— WRITTEN REQUEST —
Please count the lines in the records below that contain the string "wooden" and reply with only that number.

— SOURCE DATA —
◇ ◇ ◇ ◇ ◇
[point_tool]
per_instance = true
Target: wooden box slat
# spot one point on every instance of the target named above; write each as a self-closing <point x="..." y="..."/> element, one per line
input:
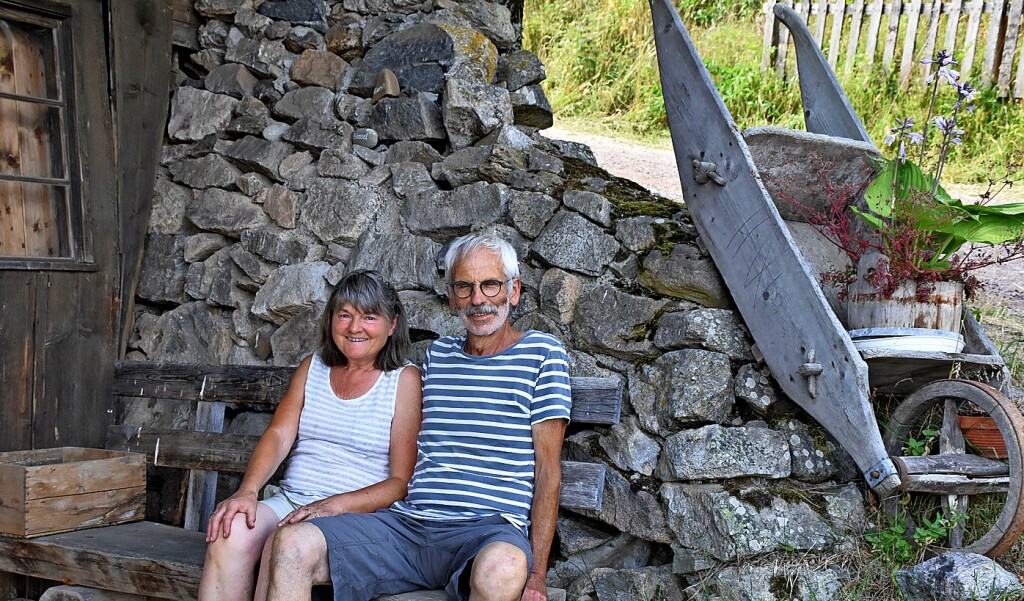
◇ ◇ ◇ ◇ ◇
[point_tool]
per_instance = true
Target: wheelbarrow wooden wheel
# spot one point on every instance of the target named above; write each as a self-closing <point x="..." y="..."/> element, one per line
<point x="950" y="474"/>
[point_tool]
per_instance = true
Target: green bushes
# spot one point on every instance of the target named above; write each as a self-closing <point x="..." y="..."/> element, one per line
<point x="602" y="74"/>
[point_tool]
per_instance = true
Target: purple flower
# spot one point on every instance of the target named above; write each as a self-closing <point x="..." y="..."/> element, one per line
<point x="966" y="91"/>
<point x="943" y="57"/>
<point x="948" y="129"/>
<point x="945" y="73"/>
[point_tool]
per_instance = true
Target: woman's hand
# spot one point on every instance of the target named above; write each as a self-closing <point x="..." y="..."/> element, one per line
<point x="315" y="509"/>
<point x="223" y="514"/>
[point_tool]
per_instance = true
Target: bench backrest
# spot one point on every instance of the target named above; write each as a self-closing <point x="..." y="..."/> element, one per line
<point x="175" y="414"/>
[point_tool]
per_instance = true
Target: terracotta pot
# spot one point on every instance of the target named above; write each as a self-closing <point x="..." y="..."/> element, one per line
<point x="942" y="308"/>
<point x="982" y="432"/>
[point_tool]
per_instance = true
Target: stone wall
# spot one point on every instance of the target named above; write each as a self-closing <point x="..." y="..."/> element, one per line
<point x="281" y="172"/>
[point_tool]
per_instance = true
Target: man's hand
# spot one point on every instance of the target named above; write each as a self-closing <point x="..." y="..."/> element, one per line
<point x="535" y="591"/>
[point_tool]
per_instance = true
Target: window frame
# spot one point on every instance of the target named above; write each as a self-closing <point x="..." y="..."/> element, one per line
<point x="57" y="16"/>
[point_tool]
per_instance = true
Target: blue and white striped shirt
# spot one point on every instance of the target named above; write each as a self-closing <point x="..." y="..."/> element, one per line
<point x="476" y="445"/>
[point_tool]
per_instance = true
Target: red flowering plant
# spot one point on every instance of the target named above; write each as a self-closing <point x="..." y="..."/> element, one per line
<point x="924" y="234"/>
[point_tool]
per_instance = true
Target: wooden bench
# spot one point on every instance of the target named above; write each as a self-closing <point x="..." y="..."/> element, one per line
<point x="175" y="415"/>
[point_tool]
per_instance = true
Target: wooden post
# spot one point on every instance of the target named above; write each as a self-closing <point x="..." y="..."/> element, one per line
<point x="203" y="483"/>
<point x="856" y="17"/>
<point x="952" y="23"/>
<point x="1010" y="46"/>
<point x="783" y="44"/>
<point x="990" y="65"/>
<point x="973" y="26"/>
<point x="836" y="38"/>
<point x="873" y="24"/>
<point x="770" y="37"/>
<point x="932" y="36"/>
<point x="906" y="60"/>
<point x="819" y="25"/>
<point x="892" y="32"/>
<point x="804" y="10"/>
◇ ◇ ◇ ◇ ◇
— COMPLETED EXERCISE —
4